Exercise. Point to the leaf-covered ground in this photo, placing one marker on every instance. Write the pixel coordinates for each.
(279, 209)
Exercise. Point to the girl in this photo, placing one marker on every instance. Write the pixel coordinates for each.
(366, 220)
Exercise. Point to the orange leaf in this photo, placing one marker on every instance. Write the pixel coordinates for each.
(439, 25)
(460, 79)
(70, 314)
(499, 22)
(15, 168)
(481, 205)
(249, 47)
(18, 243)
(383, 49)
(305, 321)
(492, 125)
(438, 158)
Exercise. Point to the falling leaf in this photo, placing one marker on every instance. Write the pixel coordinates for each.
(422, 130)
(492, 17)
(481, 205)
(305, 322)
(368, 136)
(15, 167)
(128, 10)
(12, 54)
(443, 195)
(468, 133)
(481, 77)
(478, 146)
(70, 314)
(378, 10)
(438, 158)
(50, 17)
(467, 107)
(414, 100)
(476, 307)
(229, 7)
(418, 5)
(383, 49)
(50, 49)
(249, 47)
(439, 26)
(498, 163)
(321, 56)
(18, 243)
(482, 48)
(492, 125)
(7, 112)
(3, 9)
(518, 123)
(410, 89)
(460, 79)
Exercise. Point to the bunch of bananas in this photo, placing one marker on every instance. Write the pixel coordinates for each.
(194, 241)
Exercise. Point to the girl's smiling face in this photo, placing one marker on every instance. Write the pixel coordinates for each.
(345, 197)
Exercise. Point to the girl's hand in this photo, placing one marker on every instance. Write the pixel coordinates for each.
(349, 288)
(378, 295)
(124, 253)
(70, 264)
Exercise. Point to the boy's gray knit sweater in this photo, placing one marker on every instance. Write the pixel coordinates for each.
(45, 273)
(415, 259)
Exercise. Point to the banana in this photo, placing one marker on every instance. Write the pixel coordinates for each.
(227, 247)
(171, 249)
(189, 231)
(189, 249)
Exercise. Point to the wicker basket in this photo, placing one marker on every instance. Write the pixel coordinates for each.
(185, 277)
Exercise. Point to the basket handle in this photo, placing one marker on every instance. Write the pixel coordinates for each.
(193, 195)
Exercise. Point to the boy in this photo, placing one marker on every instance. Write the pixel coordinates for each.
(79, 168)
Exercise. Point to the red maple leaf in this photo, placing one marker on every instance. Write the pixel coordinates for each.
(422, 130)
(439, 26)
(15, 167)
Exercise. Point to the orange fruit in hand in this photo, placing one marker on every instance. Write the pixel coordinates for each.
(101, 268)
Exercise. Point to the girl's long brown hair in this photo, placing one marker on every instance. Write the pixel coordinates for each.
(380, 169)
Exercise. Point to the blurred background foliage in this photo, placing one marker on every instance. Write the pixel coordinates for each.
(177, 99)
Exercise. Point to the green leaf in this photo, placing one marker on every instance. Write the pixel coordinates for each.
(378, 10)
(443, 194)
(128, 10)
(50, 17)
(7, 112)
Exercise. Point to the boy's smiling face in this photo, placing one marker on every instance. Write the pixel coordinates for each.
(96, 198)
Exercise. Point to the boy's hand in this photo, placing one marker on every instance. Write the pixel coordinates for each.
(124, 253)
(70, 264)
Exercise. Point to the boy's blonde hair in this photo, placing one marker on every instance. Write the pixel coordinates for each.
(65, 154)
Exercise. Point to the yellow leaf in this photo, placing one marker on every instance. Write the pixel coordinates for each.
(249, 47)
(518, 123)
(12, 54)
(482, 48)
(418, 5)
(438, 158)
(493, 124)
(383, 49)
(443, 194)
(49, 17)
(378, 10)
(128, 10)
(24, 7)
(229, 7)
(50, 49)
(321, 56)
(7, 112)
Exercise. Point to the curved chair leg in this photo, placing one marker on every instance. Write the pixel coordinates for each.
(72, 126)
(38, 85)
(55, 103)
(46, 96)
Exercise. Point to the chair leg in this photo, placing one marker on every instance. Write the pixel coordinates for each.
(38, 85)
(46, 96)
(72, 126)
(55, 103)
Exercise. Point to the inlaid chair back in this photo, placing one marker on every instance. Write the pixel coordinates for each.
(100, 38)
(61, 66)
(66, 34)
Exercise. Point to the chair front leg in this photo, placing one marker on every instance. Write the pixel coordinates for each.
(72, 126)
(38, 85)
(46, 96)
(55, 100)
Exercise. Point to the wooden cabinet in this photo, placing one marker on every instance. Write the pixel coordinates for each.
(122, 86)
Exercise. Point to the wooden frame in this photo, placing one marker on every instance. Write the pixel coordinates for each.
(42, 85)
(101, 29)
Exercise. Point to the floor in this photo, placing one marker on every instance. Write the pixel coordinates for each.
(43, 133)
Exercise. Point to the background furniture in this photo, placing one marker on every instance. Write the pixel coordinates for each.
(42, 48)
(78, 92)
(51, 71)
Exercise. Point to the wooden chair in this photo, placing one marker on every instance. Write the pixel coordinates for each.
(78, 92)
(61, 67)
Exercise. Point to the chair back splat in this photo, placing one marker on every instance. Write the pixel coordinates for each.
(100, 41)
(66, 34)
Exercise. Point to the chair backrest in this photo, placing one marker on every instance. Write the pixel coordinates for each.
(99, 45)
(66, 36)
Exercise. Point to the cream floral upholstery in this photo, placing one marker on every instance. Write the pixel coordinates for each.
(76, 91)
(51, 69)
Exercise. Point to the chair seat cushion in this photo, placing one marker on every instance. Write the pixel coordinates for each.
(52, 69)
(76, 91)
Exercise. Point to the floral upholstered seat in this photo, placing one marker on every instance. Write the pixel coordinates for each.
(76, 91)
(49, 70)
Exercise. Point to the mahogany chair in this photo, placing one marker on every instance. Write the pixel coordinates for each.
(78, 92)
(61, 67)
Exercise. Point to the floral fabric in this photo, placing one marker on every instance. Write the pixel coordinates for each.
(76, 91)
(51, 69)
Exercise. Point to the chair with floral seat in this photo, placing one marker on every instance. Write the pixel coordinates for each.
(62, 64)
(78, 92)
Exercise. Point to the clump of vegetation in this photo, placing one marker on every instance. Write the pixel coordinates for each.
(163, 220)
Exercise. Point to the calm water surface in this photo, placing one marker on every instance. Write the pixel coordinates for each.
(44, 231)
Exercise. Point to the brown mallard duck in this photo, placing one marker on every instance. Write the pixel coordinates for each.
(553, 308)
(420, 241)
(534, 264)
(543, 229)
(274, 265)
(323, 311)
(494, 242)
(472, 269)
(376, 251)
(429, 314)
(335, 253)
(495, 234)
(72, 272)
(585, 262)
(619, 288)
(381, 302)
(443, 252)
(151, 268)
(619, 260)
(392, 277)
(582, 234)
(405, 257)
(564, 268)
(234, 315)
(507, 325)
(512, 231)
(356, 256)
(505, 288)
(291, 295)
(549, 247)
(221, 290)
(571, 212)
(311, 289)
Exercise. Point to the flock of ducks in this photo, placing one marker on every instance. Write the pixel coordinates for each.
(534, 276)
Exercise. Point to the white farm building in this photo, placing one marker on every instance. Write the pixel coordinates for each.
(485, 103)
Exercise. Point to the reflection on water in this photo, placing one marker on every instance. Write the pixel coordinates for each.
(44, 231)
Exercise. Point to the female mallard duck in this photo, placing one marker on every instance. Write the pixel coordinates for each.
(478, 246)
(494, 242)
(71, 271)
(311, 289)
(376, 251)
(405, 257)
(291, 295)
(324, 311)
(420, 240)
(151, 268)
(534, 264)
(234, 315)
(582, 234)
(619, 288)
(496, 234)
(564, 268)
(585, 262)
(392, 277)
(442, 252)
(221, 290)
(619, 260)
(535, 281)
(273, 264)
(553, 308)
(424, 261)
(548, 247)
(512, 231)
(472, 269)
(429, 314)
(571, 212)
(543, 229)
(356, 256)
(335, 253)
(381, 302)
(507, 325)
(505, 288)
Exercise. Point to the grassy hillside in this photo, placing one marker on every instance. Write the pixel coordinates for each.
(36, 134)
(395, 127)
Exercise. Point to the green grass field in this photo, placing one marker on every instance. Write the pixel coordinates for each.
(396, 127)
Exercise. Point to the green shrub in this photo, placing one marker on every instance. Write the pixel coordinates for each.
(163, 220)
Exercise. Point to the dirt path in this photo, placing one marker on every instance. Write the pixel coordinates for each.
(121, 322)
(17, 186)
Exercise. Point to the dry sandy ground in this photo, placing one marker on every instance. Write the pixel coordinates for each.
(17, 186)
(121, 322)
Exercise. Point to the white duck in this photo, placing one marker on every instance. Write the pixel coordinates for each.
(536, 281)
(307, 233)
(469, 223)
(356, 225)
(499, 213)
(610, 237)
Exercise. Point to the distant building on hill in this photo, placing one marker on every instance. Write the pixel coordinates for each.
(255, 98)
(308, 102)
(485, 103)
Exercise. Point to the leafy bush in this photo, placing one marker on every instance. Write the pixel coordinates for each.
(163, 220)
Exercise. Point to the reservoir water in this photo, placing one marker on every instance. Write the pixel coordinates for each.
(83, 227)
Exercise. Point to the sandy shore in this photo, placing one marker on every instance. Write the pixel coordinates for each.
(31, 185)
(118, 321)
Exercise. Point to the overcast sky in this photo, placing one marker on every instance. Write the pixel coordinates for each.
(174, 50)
++++++++++
_PROBLEM DESCRIPTION:_
Recast the listing above as a JSON list of strings, one string per line. Begin with the line that contains "Exercise. Point to the green shrub", continue through the final line of the listing, and leave out blank lines.

_WRITTEN ANSWER:_
[
  "Exercise. Point to the green shrub in this photo, placing one marker on every instance. Write the pixel coordinates for each.",
  "(163, 220)",
  "Exercise. Point to the dirt path in this photo, placing one marker on every instance. Write the pixel coordinates for each.",
  "(121, 322)",
  "(17, 186)",
  "Exercise. Point to the dry sandy ground in this photo, placing one marker on every instance. Write the pixel coordinates for each.",
  "(17, 186)",
  "(121, 322)",
  "Exercise. Point to the white duck in this photo, placing one marker on every instance. Write the pixel coordinates for each.",
  "(536, 281)",
  "(307, 233)",
  "(469, 223)",
  "(356, 225)",
  "(499, 213)",
  "(610, 237)",
  "Exercise. Point to the distant building on hill in this photo, placing one marker on every instance. Write the pixel coordinates for each.",
  "(255, 98)",
  "(308, 102)",
  "(485, 103)",
  "Exercise. Point to the leafy bush in this photo, placing one marker on every instance. Write the pixel coordinates for each.",
  "(163, 220)",
  "Exercise. Point to the reservoir water in this photo, placing one marker on every instance. Write the pixel coordinates for each.",
  "(83, 227)",
  "Exercise. Point to the sandy shore in this photo, placing one marker on every instance. Write the pixel coordinates for each.",
  "(31, 185)",
  "(118, 321)",
  "Exercise. Point to the overcast sky in this photo, placing one marker on every instance. Write the pixel coordinates for each.",
  "(174, 50)"
]